The initial burden of proof rests upon the claimant to establish a prima facie case of entitlement to disability benefits. Rhinehart v. Finch, 438 F.2d 920, 921 (9th Cir. 1971); Meanel v. Apfel, 172 F.3d 1111, 1113 (9th Cir. 1999). The initial burden is met once the claimant establishes that a physical or mental impairment prevents him from engaging in his or her previous occupation. The burden then shifts, at step five, to the Commissioner to show that (1) the claimant can perform other substantial gainful activity and (2) a “significant number of jobs exist in the national economy” which the claimant can perform. Kail v. Heckler, 722 F.2d 1496, 1497 (9th Cir. 1984). If the Commissioner does not meet that burden, the claimant is found to be disabled. Burch v. Barnhart, 400 F.3d 676, 679 (9th Cir. 2005).

§ WHAT TO PRODUCE
Transcribe everything in the burden-of-proof passage from "The initial burden of" down to "(9th Cir. 2005).".

§ DATA FOR ANALYSIS
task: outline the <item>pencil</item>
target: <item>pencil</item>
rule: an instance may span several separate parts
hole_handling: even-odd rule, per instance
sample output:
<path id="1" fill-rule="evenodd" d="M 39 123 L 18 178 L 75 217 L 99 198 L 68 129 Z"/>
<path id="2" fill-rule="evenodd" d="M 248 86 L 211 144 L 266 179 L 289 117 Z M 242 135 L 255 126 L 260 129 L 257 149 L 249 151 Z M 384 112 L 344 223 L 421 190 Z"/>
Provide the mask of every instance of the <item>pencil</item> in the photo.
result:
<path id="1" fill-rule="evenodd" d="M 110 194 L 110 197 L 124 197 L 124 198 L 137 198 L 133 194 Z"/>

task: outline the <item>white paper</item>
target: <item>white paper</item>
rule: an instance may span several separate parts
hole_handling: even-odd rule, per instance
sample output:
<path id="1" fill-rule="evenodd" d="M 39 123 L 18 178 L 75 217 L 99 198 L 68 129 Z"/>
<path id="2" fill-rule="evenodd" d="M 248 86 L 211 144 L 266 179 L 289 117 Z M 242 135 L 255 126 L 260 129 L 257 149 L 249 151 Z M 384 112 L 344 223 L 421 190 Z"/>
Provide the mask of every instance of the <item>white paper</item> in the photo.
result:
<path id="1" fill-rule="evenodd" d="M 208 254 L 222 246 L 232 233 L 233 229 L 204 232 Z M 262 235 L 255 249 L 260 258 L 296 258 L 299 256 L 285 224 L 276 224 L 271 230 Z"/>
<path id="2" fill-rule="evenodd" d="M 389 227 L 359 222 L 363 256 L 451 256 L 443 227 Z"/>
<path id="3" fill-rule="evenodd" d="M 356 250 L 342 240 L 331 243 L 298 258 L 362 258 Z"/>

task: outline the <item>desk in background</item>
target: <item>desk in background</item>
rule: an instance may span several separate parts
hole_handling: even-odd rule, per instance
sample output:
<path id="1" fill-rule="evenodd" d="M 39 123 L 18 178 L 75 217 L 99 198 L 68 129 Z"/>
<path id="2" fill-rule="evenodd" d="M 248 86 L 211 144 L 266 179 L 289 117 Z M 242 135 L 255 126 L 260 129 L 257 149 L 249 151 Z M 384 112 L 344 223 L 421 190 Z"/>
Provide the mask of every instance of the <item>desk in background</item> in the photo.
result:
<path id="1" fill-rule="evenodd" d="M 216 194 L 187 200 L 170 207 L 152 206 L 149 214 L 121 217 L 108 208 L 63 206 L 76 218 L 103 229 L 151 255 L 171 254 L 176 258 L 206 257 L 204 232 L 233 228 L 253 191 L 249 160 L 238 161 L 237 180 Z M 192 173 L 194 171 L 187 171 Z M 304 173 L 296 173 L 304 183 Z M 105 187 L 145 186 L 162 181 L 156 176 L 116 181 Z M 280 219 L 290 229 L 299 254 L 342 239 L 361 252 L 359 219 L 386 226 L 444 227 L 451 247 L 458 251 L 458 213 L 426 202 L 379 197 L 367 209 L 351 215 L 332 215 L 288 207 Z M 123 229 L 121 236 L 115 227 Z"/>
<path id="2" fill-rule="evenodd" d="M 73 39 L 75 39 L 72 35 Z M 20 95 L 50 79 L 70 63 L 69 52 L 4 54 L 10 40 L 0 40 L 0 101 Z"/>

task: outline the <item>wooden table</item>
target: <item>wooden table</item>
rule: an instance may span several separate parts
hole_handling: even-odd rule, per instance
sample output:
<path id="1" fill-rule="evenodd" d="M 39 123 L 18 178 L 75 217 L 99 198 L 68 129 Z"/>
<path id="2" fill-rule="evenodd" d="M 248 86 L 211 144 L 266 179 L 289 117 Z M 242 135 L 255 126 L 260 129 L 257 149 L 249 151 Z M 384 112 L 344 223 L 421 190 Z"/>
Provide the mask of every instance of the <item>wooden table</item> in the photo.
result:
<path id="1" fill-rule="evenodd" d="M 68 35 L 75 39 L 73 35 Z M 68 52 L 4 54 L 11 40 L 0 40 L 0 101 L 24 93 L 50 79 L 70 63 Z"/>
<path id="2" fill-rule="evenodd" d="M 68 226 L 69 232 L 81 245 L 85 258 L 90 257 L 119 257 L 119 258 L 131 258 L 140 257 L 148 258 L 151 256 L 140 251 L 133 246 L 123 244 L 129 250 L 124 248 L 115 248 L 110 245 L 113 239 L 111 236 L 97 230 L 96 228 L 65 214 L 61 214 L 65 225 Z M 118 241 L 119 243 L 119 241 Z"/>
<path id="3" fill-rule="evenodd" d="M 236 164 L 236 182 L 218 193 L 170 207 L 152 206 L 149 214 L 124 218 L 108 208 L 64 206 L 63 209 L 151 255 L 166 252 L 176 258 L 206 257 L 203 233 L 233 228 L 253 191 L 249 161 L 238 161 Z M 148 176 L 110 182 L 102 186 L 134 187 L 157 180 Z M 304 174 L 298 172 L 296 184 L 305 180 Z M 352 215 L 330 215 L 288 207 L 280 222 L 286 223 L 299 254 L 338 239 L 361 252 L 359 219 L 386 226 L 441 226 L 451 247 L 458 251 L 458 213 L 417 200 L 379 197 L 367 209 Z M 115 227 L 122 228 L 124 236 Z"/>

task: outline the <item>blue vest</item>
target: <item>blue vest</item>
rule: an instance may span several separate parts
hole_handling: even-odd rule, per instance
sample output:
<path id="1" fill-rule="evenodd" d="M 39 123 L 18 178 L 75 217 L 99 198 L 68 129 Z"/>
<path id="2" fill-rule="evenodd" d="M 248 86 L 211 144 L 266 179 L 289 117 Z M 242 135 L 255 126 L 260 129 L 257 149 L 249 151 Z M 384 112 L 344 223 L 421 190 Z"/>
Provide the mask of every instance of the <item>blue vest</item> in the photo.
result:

§ FINAL ANSWER
The initial burden of proof rests upon the claimant to establish a prima facie case of entitlement to disability benefits. Rhinehart v. Finch, 438 F.2d 920, 921 (9th Cir. 1971); Meanel v. Apfel, 172 F.3d 1111, 1113 (9th Cir. 1999). The initial burden is met once the claimant establishes that a physical or mental impairment prevents him from engaging in his or her previous occupation. The burden then shifts, at step five, to the Commissioner to show that (1) the claimant can perform other substantial gainful activity and (2) a “significant number of jobs exist in the national economy” which the claimant can perform. Kail v. Heckler, 722 F.2d 1496, 1497 (9th Cir. 1984). If the Commissioner does not meet that burden, the claimant is found to be disabled. Burch v. Barnhart, 400 F.3d 676, 679 (9th Cir. 2005).